• Task brief:
Answer these questions about the grebe thread below, one line each:
1. What number does the Guest reply to Loke give as the limit on grebes?
2. What choke does the Guest replying to wyogoob say they shoot at grebes?
3. Why does utahgolf say most of the grebe photos won't be shared?

• Source:
# grebe population?



## utahgolf (Sep 8, 2007)

how are they looking this year? I hope they are as numerous as last year, we layed the smack down!!!


----------



## Loke (Sep 7, 2007)

So what is the limit on grebes?


----------



## utahgolf (Sep 8, 2007)

I'd have to check the proc for the limit. just wish I had a better recipe for cooking them up, little fishy tasting.


----------



## Guest (Jul 19, 2011)

Loke said:


> So what is the limit on grebes?


i believe its 40... but thats a real hard number to achieve in a day. they are so quick on the dive! gotta time the shot just right or you'll be shootin nothin but water :mrgreen: :O•-:

just cook 'em the way you would a coot..... that wood sure pulls that fishy taste right out of them


----------



## wyogoob (Sep 7, 2007)

I love this place.


----------



## king eider (Aug 20, 2009)

Hey Golf lets see some photos of the carnage?? LOL


----------



## utahgolf (Sep 8, 2007)

most of my grebe glory photo's have the background showing and I don't want to give away my grebe honey holes, plus others might also use that area for some good grebe shoots.


----------



## Al Hansen (Sep 7, 2007)

wyogoob said:


> I love this place.


 :lol:


----------



## wyogoob (Sep 7, 2007)

OK, I'm all in.

What is the best choke for them grebes?


----------



## utahgolf (Sep 8, 2007)

somethin that patterns tight! many times if you're hunting clear water you can see them dive and take a shot that will penetrate the water. nothin cooler than that!


----------



## Guest (Jul 20, 2011)

wyogoob said:


> OK, I'm all in.
> 
> What is the best choke for them grebes?


i shoot an xfull choke at them. it works real good!! ive found the best loads for them are 3.5" T shot. but sometimes those little guys dive deep enough that those BBs wont penetrate the water good enough..... but i know a .22 will!!


----------



## hoghunter011583 (Jul 21, 2008)

kill_'em_all said:


> wyogoob said:
> 
> 
> > OK, I'm all in.
> ...


No use a .270 with FMJ's they will get them deep!!


----------



## Guest (Jul 20, 2011)

hoghunter011583 said:


> kill_'em_all said:
> 
> 
> > wyogoob said:
> ...


Tried that. The bullets come completely apart when ghetto hit the water because of their speed. .22s seem to work the best


----------



## wyogoob (Sep 7, 2007)

I have a story to tell.

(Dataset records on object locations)
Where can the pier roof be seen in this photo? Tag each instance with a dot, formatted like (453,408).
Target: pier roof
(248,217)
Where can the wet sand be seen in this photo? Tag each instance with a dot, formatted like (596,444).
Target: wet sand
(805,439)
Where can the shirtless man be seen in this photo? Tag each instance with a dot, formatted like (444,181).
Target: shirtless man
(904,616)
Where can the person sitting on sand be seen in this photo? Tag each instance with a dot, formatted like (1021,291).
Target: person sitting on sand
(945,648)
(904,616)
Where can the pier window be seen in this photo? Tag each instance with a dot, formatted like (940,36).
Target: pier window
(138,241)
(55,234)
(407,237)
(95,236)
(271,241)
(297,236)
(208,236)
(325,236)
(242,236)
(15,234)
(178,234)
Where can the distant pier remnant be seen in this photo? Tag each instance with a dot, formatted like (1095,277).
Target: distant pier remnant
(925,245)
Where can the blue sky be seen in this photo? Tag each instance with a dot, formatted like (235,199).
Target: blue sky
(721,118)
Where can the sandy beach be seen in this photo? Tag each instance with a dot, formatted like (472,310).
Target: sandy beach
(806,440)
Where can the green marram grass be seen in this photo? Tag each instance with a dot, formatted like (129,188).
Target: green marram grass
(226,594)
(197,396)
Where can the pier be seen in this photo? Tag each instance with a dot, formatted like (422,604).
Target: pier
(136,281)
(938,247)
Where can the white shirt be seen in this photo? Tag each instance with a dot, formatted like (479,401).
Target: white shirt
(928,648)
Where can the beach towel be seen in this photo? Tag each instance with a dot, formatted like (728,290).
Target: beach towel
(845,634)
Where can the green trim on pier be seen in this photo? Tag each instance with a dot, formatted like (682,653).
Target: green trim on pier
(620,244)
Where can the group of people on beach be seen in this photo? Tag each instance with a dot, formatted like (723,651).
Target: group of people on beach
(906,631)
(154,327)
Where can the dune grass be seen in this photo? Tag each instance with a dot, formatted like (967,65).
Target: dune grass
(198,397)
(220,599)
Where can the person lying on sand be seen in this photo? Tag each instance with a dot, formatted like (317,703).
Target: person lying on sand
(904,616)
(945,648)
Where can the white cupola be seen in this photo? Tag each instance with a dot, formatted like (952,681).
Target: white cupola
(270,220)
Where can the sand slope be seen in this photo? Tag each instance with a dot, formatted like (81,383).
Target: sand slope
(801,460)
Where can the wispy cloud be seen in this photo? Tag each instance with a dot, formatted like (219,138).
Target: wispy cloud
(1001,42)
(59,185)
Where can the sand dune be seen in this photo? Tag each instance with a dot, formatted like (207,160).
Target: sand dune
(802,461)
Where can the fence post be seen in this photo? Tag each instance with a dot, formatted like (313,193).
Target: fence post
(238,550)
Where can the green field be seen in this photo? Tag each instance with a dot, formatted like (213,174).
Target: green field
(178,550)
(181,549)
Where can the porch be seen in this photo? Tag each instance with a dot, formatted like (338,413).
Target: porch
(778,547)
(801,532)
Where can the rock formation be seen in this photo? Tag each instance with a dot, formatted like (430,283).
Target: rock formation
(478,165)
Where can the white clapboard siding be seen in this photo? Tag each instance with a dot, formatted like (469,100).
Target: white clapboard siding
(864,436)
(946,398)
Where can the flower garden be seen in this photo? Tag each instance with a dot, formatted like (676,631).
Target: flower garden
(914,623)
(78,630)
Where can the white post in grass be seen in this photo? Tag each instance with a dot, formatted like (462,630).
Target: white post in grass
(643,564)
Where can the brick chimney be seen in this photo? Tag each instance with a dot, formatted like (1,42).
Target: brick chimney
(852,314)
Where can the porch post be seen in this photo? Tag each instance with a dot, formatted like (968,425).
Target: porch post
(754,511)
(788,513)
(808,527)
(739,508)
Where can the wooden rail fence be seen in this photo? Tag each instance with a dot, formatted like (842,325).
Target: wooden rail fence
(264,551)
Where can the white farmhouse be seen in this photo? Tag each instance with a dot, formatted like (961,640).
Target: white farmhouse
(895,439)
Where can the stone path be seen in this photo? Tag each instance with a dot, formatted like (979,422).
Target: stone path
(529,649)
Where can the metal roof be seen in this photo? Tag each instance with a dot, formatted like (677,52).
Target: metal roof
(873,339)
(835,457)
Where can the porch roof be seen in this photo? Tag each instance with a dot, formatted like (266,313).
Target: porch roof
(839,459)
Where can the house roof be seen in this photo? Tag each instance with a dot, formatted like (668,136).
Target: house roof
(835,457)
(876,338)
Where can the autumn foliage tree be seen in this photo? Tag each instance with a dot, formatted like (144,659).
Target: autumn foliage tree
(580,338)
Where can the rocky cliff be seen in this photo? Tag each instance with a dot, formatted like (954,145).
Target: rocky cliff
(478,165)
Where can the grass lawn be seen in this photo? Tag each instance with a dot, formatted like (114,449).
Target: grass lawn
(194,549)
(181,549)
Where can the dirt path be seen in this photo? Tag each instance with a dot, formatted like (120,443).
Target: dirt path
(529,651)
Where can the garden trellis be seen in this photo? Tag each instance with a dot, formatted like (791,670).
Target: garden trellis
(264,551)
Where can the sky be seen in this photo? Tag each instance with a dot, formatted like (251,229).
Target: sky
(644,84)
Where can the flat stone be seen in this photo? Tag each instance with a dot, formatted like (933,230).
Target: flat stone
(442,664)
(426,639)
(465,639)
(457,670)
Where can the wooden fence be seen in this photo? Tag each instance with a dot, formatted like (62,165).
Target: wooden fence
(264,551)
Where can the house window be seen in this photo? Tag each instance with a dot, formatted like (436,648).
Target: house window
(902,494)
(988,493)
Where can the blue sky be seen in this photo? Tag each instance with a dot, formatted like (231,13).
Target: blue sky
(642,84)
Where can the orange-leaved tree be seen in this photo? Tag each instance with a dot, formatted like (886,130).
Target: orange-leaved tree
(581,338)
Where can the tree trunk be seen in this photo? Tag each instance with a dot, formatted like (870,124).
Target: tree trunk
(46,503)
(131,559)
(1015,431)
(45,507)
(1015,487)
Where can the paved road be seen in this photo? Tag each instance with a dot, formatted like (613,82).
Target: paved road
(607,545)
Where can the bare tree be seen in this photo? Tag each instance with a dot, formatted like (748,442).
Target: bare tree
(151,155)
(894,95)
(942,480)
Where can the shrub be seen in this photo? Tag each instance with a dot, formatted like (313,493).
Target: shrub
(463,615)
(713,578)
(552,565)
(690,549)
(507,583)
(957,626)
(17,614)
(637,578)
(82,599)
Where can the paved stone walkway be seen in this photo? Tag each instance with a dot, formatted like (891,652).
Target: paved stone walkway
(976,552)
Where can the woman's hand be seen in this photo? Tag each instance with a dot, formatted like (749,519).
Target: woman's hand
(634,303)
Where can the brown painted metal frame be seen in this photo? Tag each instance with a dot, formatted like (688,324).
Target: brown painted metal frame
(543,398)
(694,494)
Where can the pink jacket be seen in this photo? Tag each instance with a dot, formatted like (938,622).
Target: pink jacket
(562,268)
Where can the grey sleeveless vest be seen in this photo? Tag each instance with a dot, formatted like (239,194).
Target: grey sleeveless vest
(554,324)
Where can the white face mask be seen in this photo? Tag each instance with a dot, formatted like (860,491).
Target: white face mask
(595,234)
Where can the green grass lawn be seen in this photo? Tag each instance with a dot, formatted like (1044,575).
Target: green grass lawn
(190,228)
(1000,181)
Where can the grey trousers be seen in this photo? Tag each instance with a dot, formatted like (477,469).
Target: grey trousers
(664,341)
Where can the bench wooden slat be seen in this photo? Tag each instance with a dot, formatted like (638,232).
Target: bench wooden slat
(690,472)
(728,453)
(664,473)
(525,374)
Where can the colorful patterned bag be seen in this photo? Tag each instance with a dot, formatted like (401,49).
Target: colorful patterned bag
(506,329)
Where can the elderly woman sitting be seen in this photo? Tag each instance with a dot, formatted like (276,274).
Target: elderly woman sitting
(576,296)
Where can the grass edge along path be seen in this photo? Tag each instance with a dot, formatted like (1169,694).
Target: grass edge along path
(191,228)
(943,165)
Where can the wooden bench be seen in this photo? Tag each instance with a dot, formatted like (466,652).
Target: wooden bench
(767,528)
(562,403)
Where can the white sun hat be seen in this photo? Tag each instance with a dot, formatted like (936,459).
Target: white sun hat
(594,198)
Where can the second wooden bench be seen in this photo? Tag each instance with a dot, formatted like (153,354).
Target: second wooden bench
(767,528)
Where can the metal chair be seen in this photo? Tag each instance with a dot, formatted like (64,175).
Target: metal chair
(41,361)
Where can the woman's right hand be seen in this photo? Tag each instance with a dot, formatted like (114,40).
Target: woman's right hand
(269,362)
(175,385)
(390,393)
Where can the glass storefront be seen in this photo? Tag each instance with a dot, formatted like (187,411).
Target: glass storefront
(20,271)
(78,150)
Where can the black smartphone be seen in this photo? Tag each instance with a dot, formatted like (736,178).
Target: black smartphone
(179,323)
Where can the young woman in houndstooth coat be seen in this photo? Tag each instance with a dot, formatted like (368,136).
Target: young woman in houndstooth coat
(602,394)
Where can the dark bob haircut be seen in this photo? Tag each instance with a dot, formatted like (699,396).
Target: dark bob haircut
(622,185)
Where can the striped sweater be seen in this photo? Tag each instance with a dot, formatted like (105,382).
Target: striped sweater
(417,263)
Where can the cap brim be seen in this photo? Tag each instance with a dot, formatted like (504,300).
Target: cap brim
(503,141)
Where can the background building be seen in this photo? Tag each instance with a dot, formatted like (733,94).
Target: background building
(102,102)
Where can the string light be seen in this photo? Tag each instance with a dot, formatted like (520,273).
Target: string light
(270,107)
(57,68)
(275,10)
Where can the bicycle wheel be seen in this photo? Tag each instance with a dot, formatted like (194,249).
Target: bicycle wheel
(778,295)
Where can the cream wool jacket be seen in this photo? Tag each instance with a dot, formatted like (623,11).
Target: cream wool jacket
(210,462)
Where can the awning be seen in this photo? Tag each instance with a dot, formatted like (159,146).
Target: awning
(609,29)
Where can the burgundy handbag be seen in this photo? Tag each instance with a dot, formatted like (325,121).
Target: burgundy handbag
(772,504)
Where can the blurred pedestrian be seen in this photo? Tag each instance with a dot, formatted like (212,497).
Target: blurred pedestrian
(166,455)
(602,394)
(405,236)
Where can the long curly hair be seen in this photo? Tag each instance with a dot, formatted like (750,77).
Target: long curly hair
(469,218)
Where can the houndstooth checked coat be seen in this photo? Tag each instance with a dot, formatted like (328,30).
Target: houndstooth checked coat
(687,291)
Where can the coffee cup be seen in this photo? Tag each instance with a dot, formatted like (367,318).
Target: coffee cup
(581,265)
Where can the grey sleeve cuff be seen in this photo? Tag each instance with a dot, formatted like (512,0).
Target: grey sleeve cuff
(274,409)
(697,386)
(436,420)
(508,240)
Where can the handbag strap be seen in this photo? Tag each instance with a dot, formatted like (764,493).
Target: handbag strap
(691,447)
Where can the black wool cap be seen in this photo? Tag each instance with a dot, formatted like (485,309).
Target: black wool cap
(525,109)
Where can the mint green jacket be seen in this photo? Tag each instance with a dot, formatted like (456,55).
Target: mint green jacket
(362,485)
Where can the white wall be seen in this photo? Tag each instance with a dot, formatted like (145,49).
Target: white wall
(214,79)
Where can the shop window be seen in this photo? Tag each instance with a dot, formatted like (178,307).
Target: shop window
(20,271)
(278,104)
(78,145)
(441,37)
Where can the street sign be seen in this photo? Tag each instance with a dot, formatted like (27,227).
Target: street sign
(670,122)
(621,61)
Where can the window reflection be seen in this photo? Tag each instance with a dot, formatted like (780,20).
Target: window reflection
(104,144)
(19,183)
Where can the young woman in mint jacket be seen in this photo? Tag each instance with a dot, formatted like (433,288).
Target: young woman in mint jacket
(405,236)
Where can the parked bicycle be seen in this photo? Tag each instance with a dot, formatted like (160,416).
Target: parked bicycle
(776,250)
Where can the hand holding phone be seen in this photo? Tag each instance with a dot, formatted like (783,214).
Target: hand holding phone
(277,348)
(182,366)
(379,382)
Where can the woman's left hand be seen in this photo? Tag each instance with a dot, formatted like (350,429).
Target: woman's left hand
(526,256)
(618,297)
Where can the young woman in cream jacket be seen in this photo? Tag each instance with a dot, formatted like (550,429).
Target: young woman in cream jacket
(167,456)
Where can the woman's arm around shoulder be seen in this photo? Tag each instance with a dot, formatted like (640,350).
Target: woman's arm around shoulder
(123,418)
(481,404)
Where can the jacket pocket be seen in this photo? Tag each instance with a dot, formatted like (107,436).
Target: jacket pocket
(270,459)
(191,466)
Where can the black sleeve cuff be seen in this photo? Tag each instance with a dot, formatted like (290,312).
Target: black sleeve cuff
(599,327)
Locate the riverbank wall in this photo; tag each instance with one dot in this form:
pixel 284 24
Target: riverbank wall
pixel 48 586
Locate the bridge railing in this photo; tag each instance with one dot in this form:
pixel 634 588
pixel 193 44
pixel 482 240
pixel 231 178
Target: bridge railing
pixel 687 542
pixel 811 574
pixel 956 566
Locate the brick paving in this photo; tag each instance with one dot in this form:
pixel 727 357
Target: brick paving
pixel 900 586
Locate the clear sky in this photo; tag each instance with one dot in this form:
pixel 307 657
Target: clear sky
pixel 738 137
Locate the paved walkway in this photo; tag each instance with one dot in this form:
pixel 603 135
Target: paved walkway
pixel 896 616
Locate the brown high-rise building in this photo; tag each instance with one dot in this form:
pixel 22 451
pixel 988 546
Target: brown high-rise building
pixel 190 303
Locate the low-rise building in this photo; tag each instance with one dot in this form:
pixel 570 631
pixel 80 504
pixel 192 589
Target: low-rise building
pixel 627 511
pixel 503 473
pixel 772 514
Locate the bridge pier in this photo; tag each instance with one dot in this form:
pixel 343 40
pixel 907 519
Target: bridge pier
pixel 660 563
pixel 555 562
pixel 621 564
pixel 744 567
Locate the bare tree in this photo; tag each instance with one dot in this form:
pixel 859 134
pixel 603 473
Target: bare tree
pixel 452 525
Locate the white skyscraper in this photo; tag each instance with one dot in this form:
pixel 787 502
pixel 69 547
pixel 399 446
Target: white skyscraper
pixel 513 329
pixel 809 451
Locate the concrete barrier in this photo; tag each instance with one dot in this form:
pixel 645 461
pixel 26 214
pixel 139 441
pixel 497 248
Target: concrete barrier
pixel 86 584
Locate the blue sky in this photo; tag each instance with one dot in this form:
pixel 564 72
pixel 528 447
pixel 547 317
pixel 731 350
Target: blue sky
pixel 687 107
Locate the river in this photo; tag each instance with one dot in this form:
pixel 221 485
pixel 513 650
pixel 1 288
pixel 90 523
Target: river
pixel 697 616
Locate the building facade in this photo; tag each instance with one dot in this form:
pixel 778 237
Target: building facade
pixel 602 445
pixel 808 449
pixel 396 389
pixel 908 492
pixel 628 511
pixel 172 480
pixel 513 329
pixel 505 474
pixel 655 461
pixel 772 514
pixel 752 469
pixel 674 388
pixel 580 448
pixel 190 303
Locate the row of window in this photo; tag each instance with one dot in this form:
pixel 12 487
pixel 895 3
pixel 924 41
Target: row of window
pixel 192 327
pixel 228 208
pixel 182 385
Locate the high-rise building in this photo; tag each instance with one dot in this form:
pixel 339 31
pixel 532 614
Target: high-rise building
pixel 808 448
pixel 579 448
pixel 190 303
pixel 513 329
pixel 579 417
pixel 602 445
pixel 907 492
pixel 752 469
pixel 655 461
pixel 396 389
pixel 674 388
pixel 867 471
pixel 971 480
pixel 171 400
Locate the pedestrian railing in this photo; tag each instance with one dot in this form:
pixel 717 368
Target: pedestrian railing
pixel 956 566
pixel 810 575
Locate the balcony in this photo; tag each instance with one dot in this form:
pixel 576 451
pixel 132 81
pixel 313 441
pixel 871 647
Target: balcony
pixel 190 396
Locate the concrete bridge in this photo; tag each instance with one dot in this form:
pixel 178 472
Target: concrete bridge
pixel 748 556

• Exercise result:
1. 40
2. An xfull choke
3. The background shows in them, and utahgolf doesn't want to give away the grebe honey holes that others might also use for grebe shoots.